Every line of the entries with the word "each" in it should be shown.

- Provided entries
►
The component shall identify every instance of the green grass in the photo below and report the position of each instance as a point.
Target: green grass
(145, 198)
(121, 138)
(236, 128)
◄
►
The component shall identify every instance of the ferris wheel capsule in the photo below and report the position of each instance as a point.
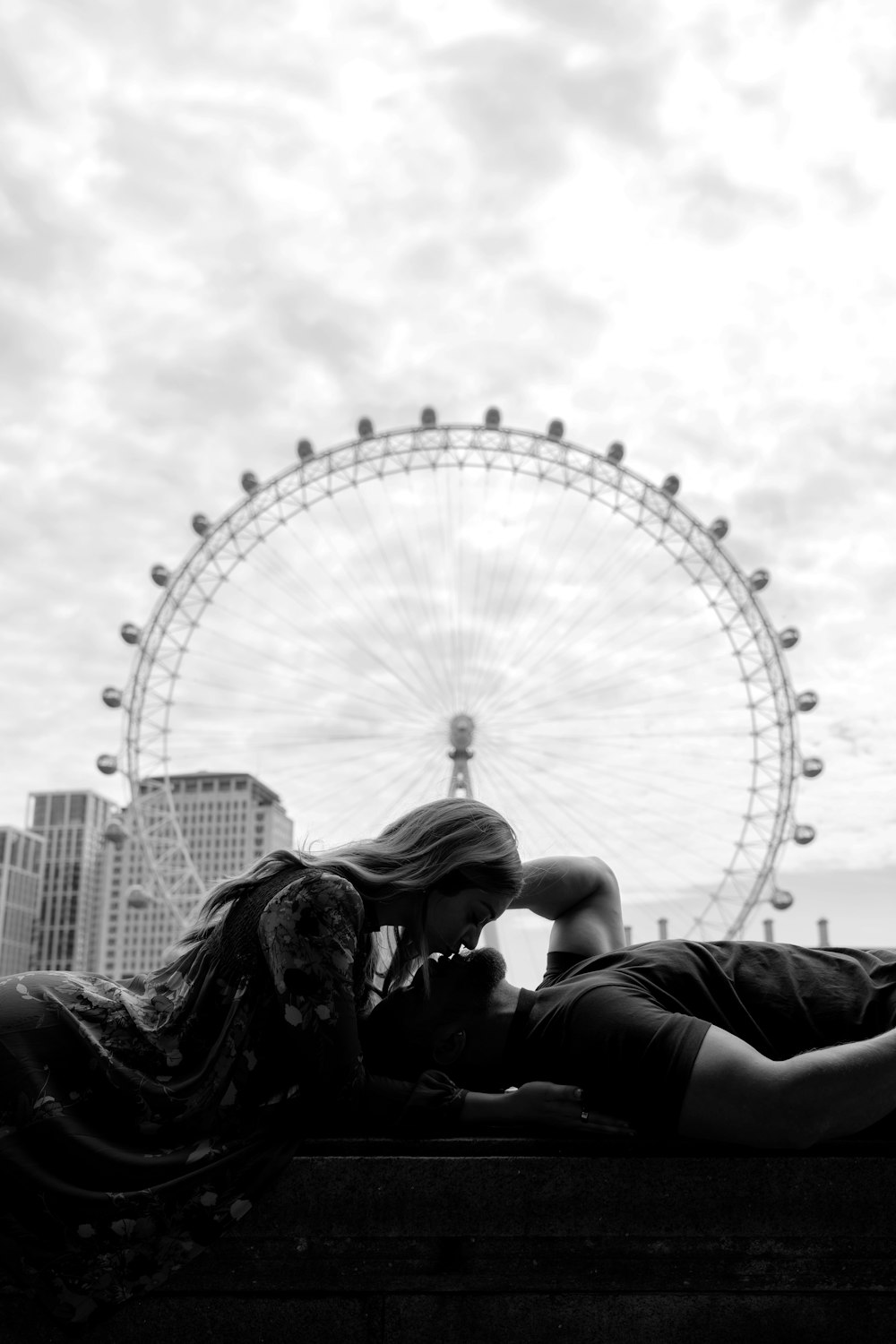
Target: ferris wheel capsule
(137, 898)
◄
- Solution to this exercise
The component shall identify every instance of the green grass in the photo below and report the position of each instance as a point.
The component shall identify every instance of the ferris wheel capsule in the photo below and report the position of each instance as a point.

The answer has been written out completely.